[TEXT TO READ]
# Where did the FV come from?



## danmpem (Jan 8, 2008)

Where did the FV teachers go to seminary? Most of them are Reformed in background, but when did they stop teaching traditional Covenant Theology? It just seems like the FV came out of nowhere (having said that, I would never have heard the term "FV" had it not been for PB). It was even commented on another thread that there aren't any books out right now opposing the FV.


Note: If anyone is feeling irritated by the repetitive subject of "I don't get it, I don't get it" on the FV threads, then I apologize. I guess that's the funny thing about having the truth and seeing others in the church teach heresy - I just don't get it.


----------



## ReformedWretch (Jan 8, 2008)

Don't feel bad, I've been here since it all started and still don't really get it.

Reactions: Like 1


----------



## Poimen (Jan 8, 2008)

danmpem said:


> Where did the FV teachers go to seminary? Most of them are Reformed in background, but when did they stop teaching traditional Covenant Theology? It just seems like the FV came out of nowhere (having said that, I would never have heard the term "FV" had it not been for PB). It was even commented on another thread that there aren't any books out right now opposing the FV.
> 
> 
> Note: If anyone is feeling irritated by the repetitive subject of "I don't get it, I don't get it" on the FV threads, then I apologize. I guess that's the funny thing about having the truth and seeing others in the church teach heresy - I just don't get it.

[TASKS FOR THIS EXERCISE]
1 - Please copy everything in the thread from "## ReformedWretch (Jan" down to "Poimen (Jan 8, 2008)".
2 - Name every user who posted in the thread.
The listing that follows the thread comes from a separate source.

[RECORDED DATA]
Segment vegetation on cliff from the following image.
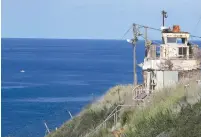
[48,81,201,137]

[RESPONSES PER TASK]
1 -
## ReformedWretch (Jan 8, 2008)

Don't feel bad, I've been here since it all started and still don't really get it.

Reactions: Like 1


----------



## Poimen (Jan 8, 2008)

2 - danmpem, ReformedWretch, Poimen